— BEGIN EXTRACTED TEXT —

Re: WIP Patch: Use sortedness of CSV foreign tables for query planning

From: Tom Lane <tgl(at)sss(dot)pgh(dot)pa(dot)us>
To: Robert Haas <robertmhaas(at)gmail(dot)com>
Cc: Etsuro Fujita <fujita(dot)etsuro(at)lab(dot)ntt(dot)co(dot)jp>, PostgreSQL-development <pgsql-hackers(at)postgresql(dot)org>
Subject: Re: WIP Patch: Use sortedness of CSV foreign tables for query planning
Date: 2012-08-06 14:33:06
Message-ID: 9700.1344263586@sss.pgh.pa.us
Views: Raw Message | Whole Thread | Download mbox | Resend email
Thread:
Lists: pgsql-hackers

Robert Haas <robertmhaas(at)gmail(dot)com> writes:
> On Sun, Aug 5, 2012 at 10:41 PM, Etsuro Fujita
> <fujita(dot)etsuro(at)lab(dot)ntt(dot)co(dot)jp> wrote:
>> I think file_fdw is useful for managing log files such as PG CSV logs. Since
>> often, such files are sorted by timestamp, I think the patch can improve the
>> performance of log analysis, though I have to admit my demonstration was not
>> realistic.

> Hmm, I guess I could buy that as a plausible use case.

— END EXTRACTED TEXT —

[STATED TASK 1]: In the mailing-list message, what does Etsuro Fujita say file_fdw is useful for?
The records that come next are unrelated to the mailing-list message.

— BEGIN GIVEN RECORDS —

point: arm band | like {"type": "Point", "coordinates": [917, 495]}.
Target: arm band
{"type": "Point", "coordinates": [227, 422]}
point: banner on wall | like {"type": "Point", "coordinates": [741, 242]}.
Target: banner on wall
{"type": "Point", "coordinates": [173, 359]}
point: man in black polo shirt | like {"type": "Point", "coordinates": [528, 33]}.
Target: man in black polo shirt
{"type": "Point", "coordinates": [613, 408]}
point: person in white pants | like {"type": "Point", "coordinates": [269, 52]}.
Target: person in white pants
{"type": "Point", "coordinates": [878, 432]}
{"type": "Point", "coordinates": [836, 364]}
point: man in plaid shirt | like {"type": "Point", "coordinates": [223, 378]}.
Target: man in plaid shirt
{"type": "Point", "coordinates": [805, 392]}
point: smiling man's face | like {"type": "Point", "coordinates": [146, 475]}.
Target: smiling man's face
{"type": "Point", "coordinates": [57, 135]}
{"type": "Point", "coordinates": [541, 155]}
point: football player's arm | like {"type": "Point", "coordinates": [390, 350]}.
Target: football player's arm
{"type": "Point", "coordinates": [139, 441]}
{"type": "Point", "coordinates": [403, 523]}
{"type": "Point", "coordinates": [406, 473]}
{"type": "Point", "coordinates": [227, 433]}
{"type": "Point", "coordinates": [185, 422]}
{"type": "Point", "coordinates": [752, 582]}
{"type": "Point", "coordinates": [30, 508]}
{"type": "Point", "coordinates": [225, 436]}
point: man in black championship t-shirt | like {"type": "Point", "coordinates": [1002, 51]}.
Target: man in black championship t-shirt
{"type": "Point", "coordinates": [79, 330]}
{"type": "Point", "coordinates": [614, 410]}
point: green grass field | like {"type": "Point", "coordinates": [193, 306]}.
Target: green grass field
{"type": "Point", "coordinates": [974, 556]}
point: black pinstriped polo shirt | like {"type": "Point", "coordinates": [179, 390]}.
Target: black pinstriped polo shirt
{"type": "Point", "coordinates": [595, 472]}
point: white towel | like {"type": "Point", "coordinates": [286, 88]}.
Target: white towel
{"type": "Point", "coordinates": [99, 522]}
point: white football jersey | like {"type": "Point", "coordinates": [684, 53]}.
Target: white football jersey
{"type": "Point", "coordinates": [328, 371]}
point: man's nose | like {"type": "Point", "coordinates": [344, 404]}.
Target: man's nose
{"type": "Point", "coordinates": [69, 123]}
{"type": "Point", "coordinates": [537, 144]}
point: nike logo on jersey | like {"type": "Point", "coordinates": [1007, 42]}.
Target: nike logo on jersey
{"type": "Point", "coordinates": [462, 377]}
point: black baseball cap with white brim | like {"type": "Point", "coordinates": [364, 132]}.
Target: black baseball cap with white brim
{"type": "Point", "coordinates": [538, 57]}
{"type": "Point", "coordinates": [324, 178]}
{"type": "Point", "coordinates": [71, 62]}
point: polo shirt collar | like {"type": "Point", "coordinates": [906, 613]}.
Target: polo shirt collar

— END GIVEN RECORDS —

[STATED TASK 2]: Can you echo the records line for line, beginning at the line that has "point: polo shirt" and stopping after the last line of the records?

[WRITTEN SOLUTION 1]: Managing log files such as PG CSV logs.

[WRITTEN SOLUTION 2]:
point: polo shirt collar | like {"type": "Point", "coordinates": [906, 613]}.
Target: polo shirt collar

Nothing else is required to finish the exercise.